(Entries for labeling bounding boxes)
-------------------------
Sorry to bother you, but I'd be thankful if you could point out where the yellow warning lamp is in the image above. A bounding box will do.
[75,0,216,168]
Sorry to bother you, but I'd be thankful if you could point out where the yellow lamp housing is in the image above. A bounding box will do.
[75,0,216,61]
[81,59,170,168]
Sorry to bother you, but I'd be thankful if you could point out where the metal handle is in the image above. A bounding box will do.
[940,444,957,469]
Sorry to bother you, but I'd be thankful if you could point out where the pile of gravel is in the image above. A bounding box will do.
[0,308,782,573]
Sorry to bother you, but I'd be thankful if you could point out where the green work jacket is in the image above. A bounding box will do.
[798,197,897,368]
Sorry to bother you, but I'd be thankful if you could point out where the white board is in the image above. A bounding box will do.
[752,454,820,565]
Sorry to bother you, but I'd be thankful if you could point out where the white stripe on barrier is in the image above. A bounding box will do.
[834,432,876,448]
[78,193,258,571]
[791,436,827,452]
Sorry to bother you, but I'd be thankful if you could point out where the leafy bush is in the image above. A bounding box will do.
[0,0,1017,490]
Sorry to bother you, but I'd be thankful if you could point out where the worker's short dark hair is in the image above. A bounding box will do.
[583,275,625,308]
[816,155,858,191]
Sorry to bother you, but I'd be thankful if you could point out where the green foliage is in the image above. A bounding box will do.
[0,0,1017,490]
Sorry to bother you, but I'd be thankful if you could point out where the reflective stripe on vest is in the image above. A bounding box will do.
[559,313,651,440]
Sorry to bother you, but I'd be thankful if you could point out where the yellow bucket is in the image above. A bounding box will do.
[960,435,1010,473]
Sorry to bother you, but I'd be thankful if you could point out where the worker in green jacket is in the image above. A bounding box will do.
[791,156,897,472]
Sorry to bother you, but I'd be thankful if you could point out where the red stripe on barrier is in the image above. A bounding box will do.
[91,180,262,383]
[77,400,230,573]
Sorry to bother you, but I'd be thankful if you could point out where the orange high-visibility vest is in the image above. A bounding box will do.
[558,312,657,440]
-------------------------
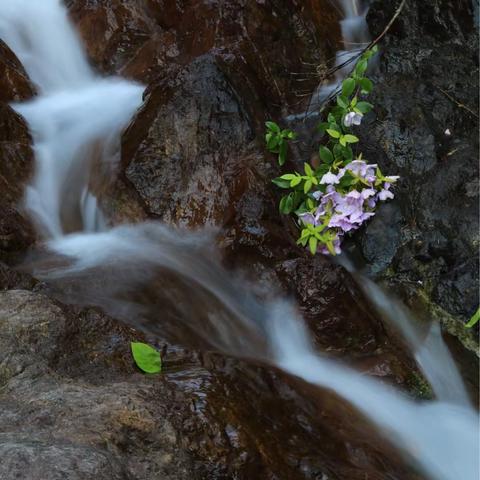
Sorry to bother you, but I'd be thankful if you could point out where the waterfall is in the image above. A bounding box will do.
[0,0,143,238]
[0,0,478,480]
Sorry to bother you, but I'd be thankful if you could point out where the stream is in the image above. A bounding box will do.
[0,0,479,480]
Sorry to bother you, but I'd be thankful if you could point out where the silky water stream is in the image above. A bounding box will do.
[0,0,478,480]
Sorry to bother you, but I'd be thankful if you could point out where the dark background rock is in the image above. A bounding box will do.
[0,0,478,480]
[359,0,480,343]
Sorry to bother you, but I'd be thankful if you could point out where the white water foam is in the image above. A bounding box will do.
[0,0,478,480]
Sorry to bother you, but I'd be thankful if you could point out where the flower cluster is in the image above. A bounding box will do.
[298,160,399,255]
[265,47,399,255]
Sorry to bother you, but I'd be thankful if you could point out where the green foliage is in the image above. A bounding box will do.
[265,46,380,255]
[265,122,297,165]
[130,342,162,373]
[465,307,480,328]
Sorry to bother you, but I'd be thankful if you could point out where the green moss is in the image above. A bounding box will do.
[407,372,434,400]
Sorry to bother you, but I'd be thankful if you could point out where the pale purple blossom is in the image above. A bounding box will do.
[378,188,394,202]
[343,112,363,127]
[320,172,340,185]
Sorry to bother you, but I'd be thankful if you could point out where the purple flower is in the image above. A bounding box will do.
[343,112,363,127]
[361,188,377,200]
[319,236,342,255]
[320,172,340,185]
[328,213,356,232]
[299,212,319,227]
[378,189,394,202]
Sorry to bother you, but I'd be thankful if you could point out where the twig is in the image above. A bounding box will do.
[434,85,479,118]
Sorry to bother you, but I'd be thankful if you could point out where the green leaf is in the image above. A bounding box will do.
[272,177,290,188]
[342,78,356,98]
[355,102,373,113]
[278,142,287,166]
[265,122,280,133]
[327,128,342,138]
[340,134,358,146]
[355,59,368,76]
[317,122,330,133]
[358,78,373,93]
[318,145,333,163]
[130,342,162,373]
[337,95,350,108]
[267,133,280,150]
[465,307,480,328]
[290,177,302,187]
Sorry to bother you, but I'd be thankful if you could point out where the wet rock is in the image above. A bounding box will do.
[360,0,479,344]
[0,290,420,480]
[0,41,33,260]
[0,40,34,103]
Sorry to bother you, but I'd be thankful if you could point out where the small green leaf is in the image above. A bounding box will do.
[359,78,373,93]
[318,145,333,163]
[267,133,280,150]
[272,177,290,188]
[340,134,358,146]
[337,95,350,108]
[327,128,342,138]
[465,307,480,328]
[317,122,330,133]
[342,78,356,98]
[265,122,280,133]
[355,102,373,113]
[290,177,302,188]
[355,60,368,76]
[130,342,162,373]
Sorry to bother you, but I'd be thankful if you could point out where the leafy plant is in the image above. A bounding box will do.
-------------------------
TO BE DONE >> Could you write out the lines above, from the line that contains "where the small" through the line that contains "the leafy plant", with both of those included and every line between them copied exactly?

COMPLETE RESPONSE >>
Sorry to bother you, but I'd be thankful if you could point out where the small green leaf is in the image above. A bounding box will do.
[359,78,373,93]
[318,145,333,163]
[267,133,280,150]
[272,177,290,188]
[340,134,358,146]
[337,95,350,108]
[327,128,342,138]
[465,307,480,328]
[317,122,330,133]
[342,78,356,98]
[265,122,280,133]
[355,102,373,113]
[290,177,302,188]
[355,60,368,76]
[130,342,162,373]
Sorry to bother you, but I'd be thankful if you could point out where the leafy plant is in the image above. A bounding box will do.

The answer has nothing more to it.